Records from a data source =
===============

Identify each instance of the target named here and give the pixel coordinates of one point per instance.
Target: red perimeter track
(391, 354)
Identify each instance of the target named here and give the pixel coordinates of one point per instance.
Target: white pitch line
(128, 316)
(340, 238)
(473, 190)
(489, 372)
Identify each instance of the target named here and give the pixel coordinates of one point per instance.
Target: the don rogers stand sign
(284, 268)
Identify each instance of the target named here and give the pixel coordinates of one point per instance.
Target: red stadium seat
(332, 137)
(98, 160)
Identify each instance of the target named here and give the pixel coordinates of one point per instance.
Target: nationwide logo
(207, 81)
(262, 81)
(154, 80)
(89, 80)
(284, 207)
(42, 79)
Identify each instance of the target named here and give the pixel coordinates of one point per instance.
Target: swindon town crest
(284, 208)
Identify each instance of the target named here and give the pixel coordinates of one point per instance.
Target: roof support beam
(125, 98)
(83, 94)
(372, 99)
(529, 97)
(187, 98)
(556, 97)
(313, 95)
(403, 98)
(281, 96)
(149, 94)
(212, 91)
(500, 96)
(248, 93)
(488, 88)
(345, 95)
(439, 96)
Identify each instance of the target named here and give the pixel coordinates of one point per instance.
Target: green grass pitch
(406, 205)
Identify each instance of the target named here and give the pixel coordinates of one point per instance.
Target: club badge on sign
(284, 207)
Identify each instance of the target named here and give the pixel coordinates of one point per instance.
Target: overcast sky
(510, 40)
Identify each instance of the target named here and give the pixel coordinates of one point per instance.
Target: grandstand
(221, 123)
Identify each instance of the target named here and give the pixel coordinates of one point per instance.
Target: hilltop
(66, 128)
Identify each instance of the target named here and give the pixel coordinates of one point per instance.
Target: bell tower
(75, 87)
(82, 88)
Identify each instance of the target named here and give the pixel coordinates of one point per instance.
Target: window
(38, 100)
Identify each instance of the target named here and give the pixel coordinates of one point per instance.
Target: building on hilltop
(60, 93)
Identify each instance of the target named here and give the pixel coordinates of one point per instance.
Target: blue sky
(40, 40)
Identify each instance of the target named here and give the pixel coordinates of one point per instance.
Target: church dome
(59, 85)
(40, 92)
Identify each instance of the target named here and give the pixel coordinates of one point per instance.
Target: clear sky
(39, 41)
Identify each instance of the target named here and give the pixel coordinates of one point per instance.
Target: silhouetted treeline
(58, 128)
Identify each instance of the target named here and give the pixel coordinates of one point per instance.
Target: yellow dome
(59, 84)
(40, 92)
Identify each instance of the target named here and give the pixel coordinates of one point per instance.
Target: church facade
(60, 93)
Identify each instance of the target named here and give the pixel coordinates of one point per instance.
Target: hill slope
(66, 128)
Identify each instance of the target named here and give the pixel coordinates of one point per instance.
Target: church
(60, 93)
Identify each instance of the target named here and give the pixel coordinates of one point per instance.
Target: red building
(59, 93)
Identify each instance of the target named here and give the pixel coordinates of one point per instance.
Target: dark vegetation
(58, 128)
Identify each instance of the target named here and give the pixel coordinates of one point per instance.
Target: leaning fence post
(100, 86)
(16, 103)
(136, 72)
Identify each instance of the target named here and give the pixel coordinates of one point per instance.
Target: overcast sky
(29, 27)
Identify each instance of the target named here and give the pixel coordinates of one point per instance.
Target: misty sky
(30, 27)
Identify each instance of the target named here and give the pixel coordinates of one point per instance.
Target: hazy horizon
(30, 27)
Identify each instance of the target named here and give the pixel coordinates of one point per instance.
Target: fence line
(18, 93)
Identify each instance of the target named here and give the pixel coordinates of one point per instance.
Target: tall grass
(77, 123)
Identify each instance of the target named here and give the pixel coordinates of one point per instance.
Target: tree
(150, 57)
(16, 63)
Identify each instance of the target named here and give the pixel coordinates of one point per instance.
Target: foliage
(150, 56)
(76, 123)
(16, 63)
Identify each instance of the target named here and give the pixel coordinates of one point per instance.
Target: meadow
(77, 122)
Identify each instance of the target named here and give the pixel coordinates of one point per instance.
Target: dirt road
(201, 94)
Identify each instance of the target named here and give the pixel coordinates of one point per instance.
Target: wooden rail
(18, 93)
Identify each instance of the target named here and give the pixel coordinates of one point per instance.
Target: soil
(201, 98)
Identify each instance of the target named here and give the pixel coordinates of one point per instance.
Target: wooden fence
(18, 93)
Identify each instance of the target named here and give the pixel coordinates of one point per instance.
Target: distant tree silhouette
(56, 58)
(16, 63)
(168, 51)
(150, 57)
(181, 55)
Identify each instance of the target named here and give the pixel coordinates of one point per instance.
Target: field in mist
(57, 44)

===============

Problem description = Type out the entries exactly as they appear above.

Solution for this problem =
Identify each instance of the target named here and give the pixel coordinates of one point per instance.
Target: red perimeter track
(391, 354)
Identify each instance of the target named here and give the pixel coordinates of one point per instance.
Target: white pitch line
(128, 316)
(340, 238)
(473, 190)
(489, 372)
Identify each instance of the target named here and give the pixel coordinates of one point per instance.
Target: the don rogers stand sign
(284, 268)
Identify each instance of the target named here and give the pixel coordinates of one point per instance.
Target: red stadium seat
(332, 137)
(98, 160)
Identify each instance of the target named here and give the pixel coordinates of one point per instance.
Target: nationwide logo
(207, 81)
(262, 81)
(154, 80)
(89, 80)
(284, 207)
(42, 79)
Identify each instance of the target named here and give the pixel coordinates of one point per instance.
Target: swindon town crest
(284, 208)
Identify each instance of the target named here and give the pixel coordinates of one point per instance.
Target: roof support beam
(125, 98)
(83, 94)
(372, 99)
(529, 97)
(187, 98)
(556, 97)
(313, 95)
(403, 98)
(281, 96)
(149, 94)
(212, 91)
(500, 96)
(248, 93)
(488, 88)
(345, 95)
(439, 96)
Identify each instance of the target named here and give the pixel coordinates of one point per instance.
Target: green grass pitch
(406, 205)
Identify each instance of the target named here and give the pixel coordinates of one point per instance.
Target: club badge on sign
(284, 207)
Identify each instance of the target named here and give the pixel coordinates of one point per instance.
Target: overcast sky
(510, 40)
Identify each instance of the target named here and give the pixel coordinates of one point per instance.
Target: grandstand
(221, 123)
Identify each instance of the target named here and give the pixel coordinates of one point per instance.
Target: hilltop
(66, 128)
Identify each instance of the target named here and give the pixel coordinates of one point per instance.
Target: bell tower
(75, 87)
(82, 88)
Identify each instance of the target named here and give the pixel coordinates of one point per instance.
Target: window
(38, 100)
Identify each instance of the target named here and give the pixel coordinates of one point per instance.
Target: building on hilltop
(60, 93)
Identify each instance of the target named here and give the pixel coordinates of one point per instance.
Target: blue sky
(40, 40)
Identify each instance of the target named here and give the pixel coordinates of one point per instance.
Target: church dome
(59, 85)
(40, 92)
Identify each instance of the target named here and give the pixel coordinates of one point per instance.
Target: clear sky
(39, 41)
Identify each instance of the target named here and give the pixel coordinates of one point per instance.
Target: silhouetted treeline
(58, 128)
Identify each instance of the target named here and give the pixel coordinates of one point per instance.
Target: yellow dome
(59, 84)
(40, 92)
Identify each instance of the target named here and give the pixel coordinates of one point per instance.
Target: church facade
(60, 93)
Identify each instance of the target named here and give the pixel coordinates of one point per instance.
Target: hill slope
(66, 128)
Identify each instance of the target named here and give the pixel coordinates of one point per instance.
Target: church
(60, 93)
Identify each instance of the target named here and give the pixel coordinates of one point per instance.
Target: red building
(59, 93)
Identify each instance of the target named here and give the pixel coordinates of one point per instance.
Target: dark vegetation
(58, 128)
Identify each instance of the target named here and give the pixel coordinates of one point per instance.
Target: leaning fence post
(100, 86)
(16, 103)
(136, 72)
Identify each instance of the target named here and give the pixel coordinates of one point per instance.
Target: overcast sky
(29, 27)
Identify each instance of the target named here and give the pixel coordinates of one point per instance.
Target: misty sky
(30, 27)
Identify each instance of the target named here and give the pixel coordinates of one point per instance.
Target: hazy horizon
(30, 27)
Identify each instance of the target named here and give the pixel coordinates of one point per instance.
Target: fence line
(18, 93)
Identify each instance of the target named here and give the pixel coordinates of one point per instance.
Target: tall grass
(77, 123)
Identify each instance of the target named here and give the pixel coordinates of one point per instance.
Target: tree
(150, 57)
(16, 63)
Identify each instance of the target named here and give the pixel coordinates of one point per instance.
Target: foliage
(150, 56)
(76, 123)
(16, 63)
Identify each instance of the target named here and give the pixel coordinates of one point per instance.
Target: meadow
(77, 122)
Identify each instance of the target named here and give the pixel coordinates of one point per instance.
Target: dirt road
(201, 94)
Identify each instance of the target named here and give the pixel coordinates of one point per instance.
Target: wooden rail
(18, 93)
Identify each instance of the target named here and give the pixel coordinates of one point per instance.
Target: soil
(201, 98)
Identify each instance of the target named here and give the pixel coordinates of one point per instance.
Target: wooden fence
(18, 93)
Identify each instance of the target named here and give the pixel coordinates of one point per instance.
Target: distant tree silhouette
(56, 58)
(16, 63)
(168, 51)
(150, 57)
(181, 55)
Identify each instance of the target named here and give the pixel coordinates of one point per instance.
Target: field in mist
(57, 44)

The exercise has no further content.